* **What the task asks**
Please give the data again in full, exactly as it reads.

* **Data records**
——

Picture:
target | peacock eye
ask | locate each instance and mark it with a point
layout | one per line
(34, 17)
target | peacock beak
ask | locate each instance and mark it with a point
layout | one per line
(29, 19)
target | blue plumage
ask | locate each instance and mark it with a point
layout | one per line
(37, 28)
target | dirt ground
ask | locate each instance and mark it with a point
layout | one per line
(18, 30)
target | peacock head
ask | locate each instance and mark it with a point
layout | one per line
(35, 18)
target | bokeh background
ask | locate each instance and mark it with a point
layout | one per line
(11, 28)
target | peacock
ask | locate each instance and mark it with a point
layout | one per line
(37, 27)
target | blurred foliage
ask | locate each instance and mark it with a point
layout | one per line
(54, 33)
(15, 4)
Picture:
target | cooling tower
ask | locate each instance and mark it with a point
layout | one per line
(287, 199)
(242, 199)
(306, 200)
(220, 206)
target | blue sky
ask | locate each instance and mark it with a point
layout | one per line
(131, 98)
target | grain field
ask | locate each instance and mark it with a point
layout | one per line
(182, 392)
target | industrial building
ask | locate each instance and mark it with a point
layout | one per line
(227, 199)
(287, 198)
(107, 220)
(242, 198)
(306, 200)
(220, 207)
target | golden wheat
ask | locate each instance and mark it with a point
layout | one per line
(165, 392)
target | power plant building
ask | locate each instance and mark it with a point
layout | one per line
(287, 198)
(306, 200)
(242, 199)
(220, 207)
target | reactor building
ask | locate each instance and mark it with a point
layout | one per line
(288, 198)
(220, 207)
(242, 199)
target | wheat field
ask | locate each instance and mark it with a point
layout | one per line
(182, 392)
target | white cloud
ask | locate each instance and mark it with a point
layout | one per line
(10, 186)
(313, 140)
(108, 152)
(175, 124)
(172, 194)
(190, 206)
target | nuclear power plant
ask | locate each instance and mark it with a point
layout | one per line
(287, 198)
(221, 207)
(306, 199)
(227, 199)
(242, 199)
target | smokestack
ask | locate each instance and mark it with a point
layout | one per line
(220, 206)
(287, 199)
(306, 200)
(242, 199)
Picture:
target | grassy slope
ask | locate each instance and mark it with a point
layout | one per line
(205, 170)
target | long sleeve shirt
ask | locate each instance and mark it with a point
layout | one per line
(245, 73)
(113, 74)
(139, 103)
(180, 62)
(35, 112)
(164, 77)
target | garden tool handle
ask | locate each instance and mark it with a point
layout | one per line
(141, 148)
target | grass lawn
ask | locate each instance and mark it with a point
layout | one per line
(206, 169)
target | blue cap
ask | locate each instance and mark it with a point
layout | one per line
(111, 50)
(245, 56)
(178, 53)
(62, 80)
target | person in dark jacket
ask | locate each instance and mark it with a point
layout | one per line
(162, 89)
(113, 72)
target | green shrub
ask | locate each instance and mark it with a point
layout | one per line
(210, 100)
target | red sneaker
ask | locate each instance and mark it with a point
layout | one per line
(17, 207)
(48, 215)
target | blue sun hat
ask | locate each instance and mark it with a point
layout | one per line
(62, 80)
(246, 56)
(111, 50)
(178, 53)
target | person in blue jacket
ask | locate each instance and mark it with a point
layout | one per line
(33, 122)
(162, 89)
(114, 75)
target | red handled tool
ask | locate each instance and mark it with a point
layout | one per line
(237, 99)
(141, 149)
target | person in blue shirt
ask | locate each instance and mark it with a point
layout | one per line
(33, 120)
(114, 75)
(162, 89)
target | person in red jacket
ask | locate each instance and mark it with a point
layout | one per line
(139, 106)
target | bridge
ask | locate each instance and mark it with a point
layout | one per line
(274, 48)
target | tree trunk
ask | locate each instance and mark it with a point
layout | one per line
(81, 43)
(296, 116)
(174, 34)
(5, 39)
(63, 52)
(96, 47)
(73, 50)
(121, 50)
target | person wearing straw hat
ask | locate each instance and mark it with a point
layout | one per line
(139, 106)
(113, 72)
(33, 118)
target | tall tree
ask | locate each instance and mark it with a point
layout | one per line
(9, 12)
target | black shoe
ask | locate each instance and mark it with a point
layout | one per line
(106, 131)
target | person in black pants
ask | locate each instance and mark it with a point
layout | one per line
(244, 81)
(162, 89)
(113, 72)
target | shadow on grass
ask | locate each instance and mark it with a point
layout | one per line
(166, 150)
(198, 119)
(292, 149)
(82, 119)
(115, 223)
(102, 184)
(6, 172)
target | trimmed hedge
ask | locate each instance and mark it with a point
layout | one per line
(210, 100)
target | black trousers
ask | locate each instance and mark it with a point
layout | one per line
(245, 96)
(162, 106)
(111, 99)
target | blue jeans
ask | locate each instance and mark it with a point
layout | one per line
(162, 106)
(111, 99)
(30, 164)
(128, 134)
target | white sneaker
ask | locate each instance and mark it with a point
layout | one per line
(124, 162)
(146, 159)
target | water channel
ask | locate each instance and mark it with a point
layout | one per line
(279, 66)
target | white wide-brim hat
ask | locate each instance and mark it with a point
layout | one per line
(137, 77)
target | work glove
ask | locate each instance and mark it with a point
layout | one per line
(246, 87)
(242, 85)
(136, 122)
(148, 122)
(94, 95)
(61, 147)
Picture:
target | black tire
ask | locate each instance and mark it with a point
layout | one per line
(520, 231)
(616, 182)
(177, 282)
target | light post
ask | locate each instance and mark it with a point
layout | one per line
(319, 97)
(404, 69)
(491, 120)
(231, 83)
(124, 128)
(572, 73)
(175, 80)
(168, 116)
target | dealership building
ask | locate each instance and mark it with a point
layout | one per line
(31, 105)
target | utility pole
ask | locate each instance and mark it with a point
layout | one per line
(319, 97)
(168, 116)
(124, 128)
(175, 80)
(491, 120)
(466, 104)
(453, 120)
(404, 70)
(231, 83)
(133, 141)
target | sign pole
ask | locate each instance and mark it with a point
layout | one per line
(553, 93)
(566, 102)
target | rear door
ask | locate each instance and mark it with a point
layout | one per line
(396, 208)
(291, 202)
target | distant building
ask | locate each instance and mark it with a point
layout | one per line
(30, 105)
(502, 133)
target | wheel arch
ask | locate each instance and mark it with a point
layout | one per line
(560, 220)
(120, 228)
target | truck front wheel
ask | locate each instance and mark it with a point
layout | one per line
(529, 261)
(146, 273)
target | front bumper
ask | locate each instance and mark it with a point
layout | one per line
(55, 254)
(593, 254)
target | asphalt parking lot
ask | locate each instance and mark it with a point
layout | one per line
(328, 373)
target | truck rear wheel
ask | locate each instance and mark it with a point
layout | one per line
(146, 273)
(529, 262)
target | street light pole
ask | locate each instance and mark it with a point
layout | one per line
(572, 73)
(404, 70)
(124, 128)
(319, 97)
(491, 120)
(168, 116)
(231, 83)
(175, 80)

——

* **Answer space**
Picture:
target | peacock eye
ask | locate each instance and mark it with a point
layout | one per line
(34, 17)
target | peacock beak
ask | locate each instance and mark it with a point
layout | one per line
(29, 19)
target | blue plumage
ask | locate each instance and mark it with a point
layout | one per line
(37, 28)
target | dirt ground
ask | locate each instance and mark it with a point
layout | one per line
(18, 30)
target | peacock head
ask | locate each instance and mark it with a point
layout | one per line
(35, 18)
target | bokeh background
ask | locate each instance and mark it with a point
layout | one per line
(11, 28)
target | peacock
ask | locate each instance and mark it with a point
layout | one per line
(37, 27)
target | blurred foliage
ask | locate each instance and mark it with a point
layout | one per line
(54, 33)
(15, 4)
Picture:
target | cooling tower
ask | locate each instance and mark it with a point
layout | one per line
(287, 199)
(242, 199)
(306, 200)
(220, 206)
target | blue sky
ask | locate each instance and mark it with a point
layout | one per line
(131, 98)
target | grain field
ask | locate each instance and mark it with a point
layout | one per line
(182, 392)
target | industrial building
ask | locate each instance and mark it with a point
layout | one per line
(227, 199)
(287, 198)
(107, 220)
(242, 198)
(306, 200)
(220, 207)
target | golden wheat
ask | locate each instance and mark it with a point
layout | one per line
(165, 392)
target | power plant building
ask | locate each instance and mark it with a point
layout | one per line
(287, 198)
(306, 200)
(242, 199)
(220, 207)
target | reactor building
ask | locate each instance and mark it with a point
layout | one per line
(288, 198)
(220, 207)
(242, 199)
target | wheat field
ask | locate each instance and mark it with a point
layout | one per line
(182, 392)
target | white cloud
ask | locate each instance and mark it with a point
layout | one per line
(10, 186)
(313, 140)
(108, 152)
(175, 124)
(172, 194)
(190, 206)
target | nuclear power plant
ask | locate each instance and mark it with a point
layout | one per line
(287, 198)
(221, 207)
(306, 199)
(227, 199)
(242, 199)
target | smokestack
ask | locate each instance and mark it with a point
layout | one per line
(220, 206)
(287, 199)
(306, 200)
(242, 199)
Picture:
target | grassy slope
ask | locate each instance and mark it with a point
layout | one per line
(205, 170)
target | long sleeve shirt
ask | locate each instance and mark it with a point
layout | one per line
(245, 73)
(113, 74)
(139, 103)
(180, 62)
(35, 112)
(164, 77)
target | garden tool handle
ask | locate each instance and mark it with a point
layout | one per line
(141, 148)
target | grass lawn
ask | locate each instance and mark it with a point
layout | one per line
(206, 169)
target | blue cap
ask | locate each instance and mark it with a point
layout | one per line
(111, 50)
(245, 56)
(178, 53)
(62, 80)
target | person in dark jacket
ask | locate each instance and mark it with a point
layout | one per line
(162, 89)
(113, 72)
target | green shrub
ask | locate each instance and mark it with a point
layout | one per line
(210, 100)
target | red sneaker
ask | locate each instance and mark it with a point
layout | one per line
(17, 207)
(48, 215)
target | blue sun hat
ask | locate each instance and mark it with a point
layout | one per line
(62, 80)
(246, 56)
(111, 50)
(178, 53)
target | person in blue jacket
ask | locate each instance and mark it with a point
layout | one per line
(33, 122)
(162, 89)
(114, 75)
target | red handled tool
ask | locate each instance and mark it with a point
layout | one per line
(237, 99)
(141, 149)
target | person in blue shirt
ask | locate each instance and mark it with a point
layout | one per line
(33, 120)
(114, 75)
(162, 89)
target | person in red jacket
ask | locate each instance and mark it with a point
layout | one per line
(139, 106)
target | bridge
ask | locate each instance and mark it with a point
layout | one per line
(274, 48)
target | tree trunk
ask | locate each instance and mark it with a point
layout | one per line
(81, 43)
(296, 116)
(174, 34)
(5, 39)
(63, 52)
(96, 47)
(73, 50)
(121, 50)
target | person wearing straw hat
ask | locate each instance and mark it with a point
layout | one per line
(139, 106)
(113, 72)
(33, 118)
target | tall tree
ask | locate each instance and mark it with a point
layout | one per line
(9, 12)
target | black shoe
ask | locate each instance and mark it with a point
layout | one per line
(106, 131)
target | person in black pants
ask | locate each instance and mark it with a point
layout | one per line
(244, 81)
(162, 89)
(113, 72)
target | shadow on grass
ask | locate each instance and mark it with a point
layout | one per line
(166, 150)
(198, 119)
(292, 149)
(82, 119)
(115, 223)
(102, 184)
(6, 172)
target | trimmed hedge
ask | locate each instance and mark it with a point
layout | one per line
(210, 100)
target | black trousers
ask | locate each instance and mark it with a point
layout | one per line
(245, 96)
(162, 106)
(111, 99)
target | blue jeans
ask | locate each instance and mark it with a point
layout | one per line
(162, 106)
(111, 99)
(30, 164)
(128, 134)
target | white sneaker
ask | locate each instance and mark it with a point
layout | one per line
(124, 162)
(146, 159)
target | water channel
ask | locate each instance and mark it with a point
layout | one per line
(279, 66)
target | white wide-brim hat
ask | locate each instance and mark it with a point
layout | one per line
(137, 77)
target | work glove
ask | locate each instance and mark it with a point
layout | one per line
(246, 87)
(242, 85)
(136, 122)
(148, 122)
(94, 95)
(61, 147)
Picture:
target | black tire
ask | locate each instance and mark it with a point
layout | one per line
(520, 231)
(616, 182)
(177, 282)
target | light post
ask | locate each instance and mark it with a point
layout | one per line
(319, 97)
(404, 69)
(491, 120)
(231, 83)
(124, 128)
(572, 73)
(175, 80)
(168, 116)
target | dealership building
ask | locate each instance and mark it with a point
layout | one per line
(31, 105)
target | utility pole
ask | locate each instance and mark it with a point
layout | one per line
(319, 97)
(168, 116)
(124, 128)
(175, 80)
(491, 120)
(466, 104)
(453, 120)
(404, 70)
(231, 83)
(133, 141)
target | sign pole
ask | locate each instance and mark it with a point
layout | one per line
(553, 93)
(566, 102)
target | rear door
ask | locate each instance and mark it with a point
layout | one per line
(396, 208)
(291, 202)
target | distant building
ask | locate each instance and mark it with a point
layout | one per line
(30, 105)
(502, 133)
target | wheel arch
ask | locate each instance and mark it with a point
layout | one per line
(560, 220)
(120, 228)
target | truck front wheel
ask | locate each instance and mark it with a point
layout | one per line
(529, 261)
(146, 273)
target | front bumper
ask | locate each instance and mark it with a point
layout | one per line
(55, 254)
(593, 254)
target | asphalt parking lot
ask | locate each instance and mark it with a point
layout | one per line
(328, 373)
target | truck rear wheel
ask | locate each instance and mark it with a point
layout | one per line
(146, 273)
(529, 262)
target | street light pole
ask | locate each instance and mark it with a point
layout | one per line
(572, 73)
(404, 70)
(124, 128)
(319, 97)
(491, 120)
(168, 116)
(231, 83)
(175, 80)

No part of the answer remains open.